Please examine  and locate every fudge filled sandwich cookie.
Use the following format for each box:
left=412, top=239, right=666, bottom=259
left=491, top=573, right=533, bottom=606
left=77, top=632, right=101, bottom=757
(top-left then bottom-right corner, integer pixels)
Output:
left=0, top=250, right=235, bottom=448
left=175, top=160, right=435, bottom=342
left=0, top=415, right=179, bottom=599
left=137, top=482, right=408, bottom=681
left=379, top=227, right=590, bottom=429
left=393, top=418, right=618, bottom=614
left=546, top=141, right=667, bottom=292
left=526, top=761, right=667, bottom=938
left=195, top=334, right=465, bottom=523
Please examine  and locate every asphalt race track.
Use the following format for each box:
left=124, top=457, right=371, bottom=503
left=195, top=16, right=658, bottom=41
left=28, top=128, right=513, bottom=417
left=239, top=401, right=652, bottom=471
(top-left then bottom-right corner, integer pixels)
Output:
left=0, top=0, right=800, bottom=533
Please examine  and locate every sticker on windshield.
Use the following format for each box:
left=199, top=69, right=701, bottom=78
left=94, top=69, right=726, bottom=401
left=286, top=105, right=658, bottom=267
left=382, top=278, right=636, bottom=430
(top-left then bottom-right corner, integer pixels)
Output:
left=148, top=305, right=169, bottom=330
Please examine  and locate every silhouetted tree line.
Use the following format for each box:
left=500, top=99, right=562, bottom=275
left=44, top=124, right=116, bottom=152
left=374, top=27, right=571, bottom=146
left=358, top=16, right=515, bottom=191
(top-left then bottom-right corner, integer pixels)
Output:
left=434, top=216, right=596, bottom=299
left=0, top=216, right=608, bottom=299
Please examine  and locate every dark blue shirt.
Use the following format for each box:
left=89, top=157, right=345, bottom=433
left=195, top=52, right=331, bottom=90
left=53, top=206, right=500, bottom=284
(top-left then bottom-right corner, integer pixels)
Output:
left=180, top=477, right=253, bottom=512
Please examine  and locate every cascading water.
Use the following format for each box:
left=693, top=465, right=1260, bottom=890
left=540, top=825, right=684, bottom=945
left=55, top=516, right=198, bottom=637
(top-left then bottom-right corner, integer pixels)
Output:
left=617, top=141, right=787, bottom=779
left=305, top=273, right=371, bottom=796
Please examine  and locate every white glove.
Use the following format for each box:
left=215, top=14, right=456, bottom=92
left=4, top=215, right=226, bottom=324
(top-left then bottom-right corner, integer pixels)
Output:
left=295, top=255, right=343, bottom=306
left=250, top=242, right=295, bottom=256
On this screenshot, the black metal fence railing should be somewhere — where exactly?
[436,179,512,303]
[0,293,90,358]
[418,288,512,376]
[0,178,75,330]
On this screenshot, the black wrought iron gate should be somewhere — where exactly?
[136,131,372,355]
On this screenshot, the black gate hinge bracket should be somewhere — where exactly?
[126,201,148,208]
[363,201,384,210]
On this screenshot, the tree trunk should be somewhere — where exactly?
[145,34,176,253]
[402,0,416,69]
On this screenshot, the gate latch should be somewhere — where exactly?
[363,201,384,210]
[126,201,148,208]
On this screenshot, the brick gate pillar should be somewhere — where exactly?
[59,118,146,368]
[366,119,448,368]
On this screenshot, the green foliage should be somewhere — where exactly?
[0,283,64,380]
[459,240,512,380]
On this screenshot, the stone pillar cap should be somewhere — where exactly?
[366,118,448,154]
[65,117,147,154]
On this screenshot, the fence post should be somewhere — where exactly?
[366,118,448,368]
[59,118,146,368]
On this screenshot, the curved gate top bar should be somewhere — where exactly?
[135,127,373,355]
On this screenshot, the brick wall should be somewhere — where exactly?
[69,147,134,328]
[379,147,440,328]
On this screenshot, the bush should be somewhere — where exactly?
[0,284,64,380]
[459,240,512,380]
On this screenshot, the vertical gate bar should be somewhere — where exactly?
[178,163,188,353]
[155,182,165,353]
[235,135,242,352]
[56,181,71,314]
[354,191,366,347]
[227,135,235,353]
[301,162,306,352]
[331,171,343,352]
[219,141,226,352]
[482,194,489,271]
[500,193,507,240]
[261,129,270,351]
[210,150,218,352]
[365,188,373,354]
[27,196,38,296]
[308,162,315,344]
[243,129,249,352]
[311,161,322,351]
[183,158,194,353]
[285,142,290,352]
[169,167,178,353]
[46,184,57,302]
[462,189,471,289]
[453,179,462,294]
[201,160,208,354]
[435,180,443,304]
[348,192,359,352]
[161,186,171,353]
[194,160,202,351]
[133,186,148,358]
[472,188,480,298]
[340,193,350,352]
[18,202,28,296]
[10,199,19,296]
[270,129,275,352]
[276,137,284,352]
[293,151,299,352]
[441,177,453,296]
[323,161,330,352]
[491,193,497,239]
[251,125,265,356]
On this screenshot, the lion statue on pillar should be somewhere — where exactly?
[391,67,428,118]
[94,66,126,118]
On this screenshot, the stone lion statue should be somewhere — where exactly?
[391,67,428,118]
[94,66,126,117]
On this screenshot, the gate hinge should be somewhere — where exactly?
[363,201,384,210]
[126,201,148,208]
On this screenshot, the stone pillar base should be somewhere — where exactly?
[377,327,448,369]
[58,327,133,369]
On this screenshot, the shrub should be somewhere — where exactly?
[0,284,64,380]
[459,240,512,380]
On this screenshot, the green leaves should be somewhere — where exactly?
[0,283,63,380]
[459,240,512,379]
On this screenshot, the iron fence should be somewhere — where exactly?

+ + +

- [Prompt]:
Rewrite every item above, putting "find" wherever "locate" appears and leaving everything else unchanged.

- [The output]:
Please examine  and find every fudge filled sandwich cookie.
Use the following format for each box:
left=412, top=239, right=666, bottom=259
left=491, top=573, right=533, bottom=606
left=77, top=632, right=101, bottom=757
(top-left then bottom-right corner, integer pixels)
Output:
left=0, top=250, right=235, bottom=448
left=175, top=160, right=435, bottom=342
left=0, top=415, right=179, bottom=599
left=137, top=482, right=408, bottom=681
left=379, top=227, right=590, bottom=429
left=393, top=418, right=618, bottom=614
left=546, top=141, right=667, bottom=292
left=526, top=761, right=667, bottom=938
left=195, top=334, right=465, bottom=523
Please examine  and find every asphalt race track.
Use the following format for each box:
left=124, top=457, right=371, bottom=503
left=195, top=16, right=658, bottom=41
left=28, top=128, right=513, bottom=417
left=239, top=401, right=652, bottom=471
(top-left then bottom-right corner, integer pixels)
Output:
left=0, top=0, right=800, bottom=533
Please examine  and find every sticker on windshield.
Use the following format for each box:
left=199, top=69, right=701, bottom=78
left=94, top=69, right=726, bottom=401
left=286, top=105, right=658, bottom=267
left=382, top=278, right=636, bottom=430
(top-left then bottom-right corner, integer pixels)
Output:
left=148, top=305, right=169, bottom=330
Please examine  and find every silhouetted tree line.
Use the following format for each box:
left=500, top=99, right=562, bottom=275
left=44, top=124, right=116, bottom=152
left=374, top=27, right=571, bottom=146
left=358, top=16, right=515, bottom=191
(top-left then bottom-right corner, integer pixels)
Output:
left=434, top=216, right=596, bottom=299
left=0, top=216, right=608, bottom=299
Please examine  and find every dark blue shirt.
Use the following format for each box:
left=89, top=157, right=345, bottom=433
left=195, top=52, right=331, bottom=90
left=53, top=206, right=500, bottom=284
(top-left then bottom-right corner, integer pixels)
Output:
left=180, top=477, right=253, bottom=512
Please examine  and find every cascading water.
Use the following format for each box:
left=693, top=465, right=1260, bottom=890
left=540, top=825, right=684, bottom=945
left=55, top=516, right=198, bottom=637
(top-left then bottom-right corner, integer pixels)
Output:
left=617, top=141, right=787, bottom=779
left=305, top=273, right=371, bottom=796
Please examine  and find every white glove.
Use the following format for each box:
left=215, top=14, right=456, bottom=92
left=4, top=215, right=226, bottom=324
(top-left then bottom-right corner, integer pixels)
Output:
left=295, top=255, right=343, bottom=306
left=250, top=242, right=295, bottom=256
On this screenshot, the black metal fence railing should be somewhere — where exactly?
[436,179,512,303]
[0,293,90,358]
[418,288,512,376]
[0,178,75,330]
On this screenshot, the black wrought iron gate should be somewhere — where exactly?
[136,131,372,355]
On this screenshot, the black gate hinge bracket should be somewhere — where exactly?
[126,201,148,208]
[363,201,384,210]
On this screenshot, the tree trunk should be somewhere — where exactly?
[145,34,176,253]
[402,0,416,69]
On this screenshot, the gate latch should be somewhere — where exactly?
[363,201,384,210]
[126,201,148,208]
On this screenshot, the brick gate pillar should be somewhere — where exactly?
[59,118,146,368]
[366,119,448,368]
On this screenshot, the green foliage should be somewhere — where exactly?
[0,283,64,380]
[459,240,512,380]
On this screenshot, the stone pillar cap should be somewhere — where exactly?
[366,118,448,154]
[65,117,147,154]
On this screenshot, the fence post should be somewhere — where exactly?
[366,118,448,368]
[59,118,146,368]
On this screenshot, the curved gate top bar should be somewhere — where exactly?
[135,127,373,355]
On this screenshot, the brick wall should be somewhere — where exactly?
[69,147,134,328]
[379,147,440,328]
On this screenshot, the bush should be somewhere — where exactly?
[0,284,64,380]
[459,240,512,380]
On this screenshot, the vertical gate bar should be somewhere — where exactly?
[178,163,188,353]
[155,182,165,353]
[235,135,242,352]
[56,181,71,314]
[354,191,366,347]
[227,135,235,353]
[301,162,306,352]
[331,171,343,352]
[219,141,226,352]
[482,194,489,271]
[500,193,507,240]
[261,129,270,351]
[210,150,218,352]
[365,188,373,354]
[27,196,38,296]
[308,162,315,344]
[243,129,249,352]
[311,161,322,351]
[183,158,194,353]
[285,142,290,352]
[169,167,178,353]
[46,184,57,302]
[462,189,471,289]
[453,179,462,294]
[201,160,208,354]
[435,180,443,304]
[348,192,359,352]
[161,186,171,353]
[194,160,202,351]
[133,186,148,358]
[472,188,480,298]
[340,193,350,352]
[18,202,28,296]
[10,199,19,296]
[270,129,275,352]
[276,137,284,352]
[293,151,299,352]
[441,177,453,296]
[323,161,330,352]
[491,193,497,239]
[251,125,265,356]
On this screenshot, the lion statue on pillar should be somewhere — where exactly?
[391,67,428,118]
[94,66,126,118]
On this screenshot, the stone lion statue should be somewhere — where exactly?
[391,67,428,118]
[94,66,126,117]
On this screenshot, the gate hinge should be somewhere — where exactly?
[363,201,384,210]
[126,201,148,208]
On this screenshot, the stone pillar base should be somewhere — where exactly?
[377,327,448,369]
[58,327,133,369]
On this screenshot, the shrub should be somewhere — where exactly?
[0,284,64,380]
[459,240,512,380]
On this screenshot, the green leaves should be somewhere — where exactly?
[0,283,63,380]
[459,240,512,379]
On this screenshot, the iron fence should be somewhere — where exactly?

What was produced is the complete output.